ITEMS —
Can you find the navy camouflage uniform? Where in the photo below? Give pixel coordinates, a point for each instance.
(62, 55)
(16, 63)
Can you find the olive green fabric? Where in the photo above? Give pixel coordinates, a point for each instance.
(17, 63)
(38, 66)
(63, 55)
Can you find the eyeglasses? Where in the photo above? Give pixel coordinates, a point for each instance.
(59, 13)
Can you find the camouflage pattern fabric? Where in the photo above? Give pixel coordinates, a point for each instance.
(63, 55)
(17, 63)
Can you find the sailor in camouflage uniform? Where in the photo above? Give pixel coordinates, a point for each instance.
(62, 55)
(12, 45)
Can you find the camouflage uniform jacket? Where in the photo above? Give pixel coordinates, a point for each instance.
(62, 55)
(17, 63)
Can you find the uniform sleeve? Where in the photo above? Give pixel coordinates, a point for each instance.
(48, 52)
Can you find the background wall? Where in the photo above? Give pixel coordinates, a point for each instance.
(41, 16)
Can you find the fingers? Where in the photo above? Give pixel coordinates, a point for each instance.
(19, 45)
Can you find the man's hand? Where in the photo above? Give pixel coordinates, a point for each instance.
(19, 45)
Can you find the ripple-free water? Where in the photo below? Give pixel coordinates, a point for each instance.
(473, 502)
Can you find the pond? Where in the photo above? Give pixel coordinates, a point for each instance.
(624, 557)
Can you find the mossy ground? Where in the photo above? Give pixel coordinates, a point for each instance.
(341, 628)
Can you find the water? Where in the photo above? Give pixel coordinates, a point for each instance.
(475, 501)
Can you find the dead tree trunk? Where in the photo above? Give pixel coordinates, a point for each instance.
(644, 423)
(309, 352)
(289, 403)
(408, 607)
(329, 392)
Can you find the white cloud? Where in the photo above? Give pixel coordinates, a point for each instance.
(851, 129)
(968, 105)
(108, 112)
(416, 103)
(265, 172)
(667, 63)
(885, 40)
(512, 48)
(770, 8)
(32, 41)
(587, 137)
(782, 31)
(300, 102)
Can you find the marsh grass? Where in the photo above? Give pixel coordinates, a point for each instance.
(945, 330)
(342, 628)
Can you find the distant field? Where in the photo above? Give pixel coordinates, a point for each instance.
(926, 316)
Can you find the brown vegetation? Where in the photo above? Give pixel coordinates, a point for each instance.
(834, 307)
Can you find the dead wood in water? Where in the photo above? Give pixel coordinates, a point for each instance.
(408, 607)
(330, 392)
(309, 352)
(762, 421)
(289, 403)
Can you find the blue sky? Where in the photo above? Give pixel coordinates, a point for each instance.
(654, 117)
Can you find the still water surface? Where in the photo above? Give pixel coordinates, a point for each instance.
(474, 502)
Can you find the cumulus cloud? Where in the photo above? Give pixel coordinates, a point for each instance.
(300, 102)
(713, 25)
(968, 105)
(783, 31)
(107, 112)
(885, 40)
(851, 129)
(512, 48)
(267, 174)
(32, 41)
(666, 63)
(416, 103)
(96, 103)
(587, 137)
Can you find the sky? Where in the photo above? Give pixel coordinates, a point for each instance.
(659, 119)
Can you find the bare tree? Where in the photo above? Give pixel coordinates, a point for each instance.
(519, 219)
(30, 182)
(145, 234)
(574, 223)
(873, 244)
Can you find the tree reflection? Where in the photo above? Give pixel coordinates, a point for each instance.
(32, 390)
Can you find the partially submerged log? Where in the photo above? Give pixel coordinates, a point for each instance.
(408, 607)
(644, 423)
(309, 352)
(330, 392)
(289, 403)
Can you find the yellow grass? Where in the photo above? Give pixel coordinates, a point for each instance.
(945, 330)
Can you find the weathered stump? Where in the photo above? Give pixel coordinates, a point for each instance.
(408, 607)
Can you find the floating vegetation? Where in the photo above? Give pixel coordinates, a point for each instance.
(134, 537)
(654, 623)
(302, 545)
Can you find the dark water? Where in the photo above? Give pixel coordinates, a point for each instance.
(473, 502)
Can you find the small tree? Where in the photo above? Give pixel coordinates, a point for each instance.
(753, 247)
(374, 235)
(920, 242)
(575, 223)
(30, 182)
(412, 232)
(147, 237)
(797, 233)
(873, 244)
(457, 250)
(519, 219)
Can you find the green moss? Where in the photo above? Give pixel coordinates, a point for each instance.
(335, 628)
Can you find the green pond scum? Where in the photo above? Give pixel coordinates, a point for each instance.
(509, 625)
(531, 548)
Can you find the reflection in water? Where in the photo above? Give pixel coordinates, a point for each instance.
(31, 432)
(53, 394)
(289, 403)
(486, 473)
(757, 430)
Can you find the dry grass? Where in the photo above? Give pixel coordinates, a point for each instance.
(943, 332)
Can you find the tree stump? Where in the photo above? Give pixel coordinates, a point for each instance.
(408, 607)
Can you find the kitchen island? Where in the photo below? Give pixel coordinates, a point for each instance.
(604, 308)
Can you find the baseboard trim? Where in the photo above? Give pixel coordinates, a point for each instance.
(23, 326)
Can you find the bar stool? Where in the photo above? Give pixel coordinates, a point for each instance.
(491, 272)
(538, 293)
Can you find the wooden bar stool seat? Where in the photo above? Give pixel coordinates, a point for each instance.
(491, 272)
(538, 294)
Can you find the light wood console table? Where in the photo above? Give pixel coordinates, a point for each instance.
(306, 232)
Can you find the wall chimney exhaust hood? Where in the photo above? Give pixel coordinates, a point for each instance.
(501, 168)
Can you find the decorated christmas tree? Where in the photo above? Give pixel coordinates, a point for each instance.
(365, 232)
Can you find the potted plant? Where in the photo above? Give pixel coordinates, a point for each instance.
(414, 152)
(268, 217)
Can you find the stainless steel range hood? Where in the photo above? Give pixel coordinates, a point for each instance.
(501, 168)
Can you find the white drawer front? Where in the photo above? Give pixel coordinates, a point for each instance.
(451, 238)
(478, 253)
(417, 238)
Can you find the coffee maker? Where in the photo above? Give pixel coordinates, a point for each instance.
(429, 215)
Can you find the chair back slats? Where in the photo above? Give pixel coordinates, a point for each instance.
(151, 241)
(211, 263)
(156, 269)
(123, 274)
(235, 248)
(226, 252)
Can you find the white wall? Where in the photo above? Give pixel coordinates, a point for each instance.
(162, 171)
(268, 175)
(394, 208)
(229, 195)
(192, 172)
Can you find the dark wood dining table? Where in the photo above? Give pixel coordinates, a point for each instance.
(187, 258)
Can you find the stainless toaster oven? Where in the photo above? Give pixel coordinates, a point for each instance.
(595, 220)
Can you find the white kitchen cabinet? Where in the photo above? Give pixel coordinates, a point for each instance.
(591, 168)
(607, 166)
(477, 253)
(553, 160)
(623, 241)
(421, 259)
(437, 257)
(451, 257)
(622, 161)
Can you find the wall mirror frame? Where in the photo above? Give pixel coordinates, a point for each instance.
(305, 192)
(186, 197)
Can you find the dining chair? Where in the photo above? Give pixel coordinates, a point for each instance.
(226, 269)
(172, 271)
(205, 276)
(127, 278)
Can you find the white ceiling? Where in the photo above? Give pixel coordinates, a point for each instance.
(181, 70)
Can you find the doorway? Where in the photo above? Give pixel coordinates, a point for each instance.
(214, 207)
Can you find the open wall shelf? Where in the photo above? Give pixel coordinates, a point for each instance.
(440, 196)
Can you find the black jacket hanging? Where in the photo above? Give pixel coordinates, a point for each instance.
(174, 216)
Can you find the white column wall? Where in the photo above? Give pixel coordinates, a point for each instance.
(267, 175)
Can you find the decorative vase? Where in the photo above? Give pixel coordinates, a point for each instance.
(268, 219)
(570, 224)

THE EXERCISE —
Copy out word for word the material from the line with "Can you find the white kitchen" through its final line, with both of those lines included.

EXERCISE OUTPUT —
Can you find the white kitchen cabinet? Where in the photo above? Give pixel coordinates, a point for each instance.
(591, 168)
(607, 166)
(477, 253)
(553, 160)
(623, 241)
(421, 259)
(437, 257)
(451, 257)
(622, 161)
Can you find the wall mirror frame? Where in the photo above? Give pixel coordinates, a point for each instance.
(305, 192)
(186, 197)
Can you find the dining chair? Where in the photo above? Give pixel coordinates, a point for each instance.
(226, 269)
(172, 271)
(205, 276)
(127, 278)
Can you find the white ceiling? Where in the photo above? Give pixel coordinates, a point for each instance.
(181, 70)
Can you find the doorway? Where in the photo above? Give pixel coordinates, a point for each instance.
(214, 207)
Can you find the open wall shelf? Where in the photo above? Give pixel coordinates, a point for each instance.
(440, 196)
Can you find the black jacket hanging? Where in the photo above? Give pixel coordinates, a point for each instance.
(174, 216)
Can you find the white column wall? Where in the photo above? Give pixel coordinates, a point for each instance.
(267, 175)
Can you find the decorative vase? Where in the photo above? Give pixel coordinates, a point for each instance.
(268, 219)
(570, 224)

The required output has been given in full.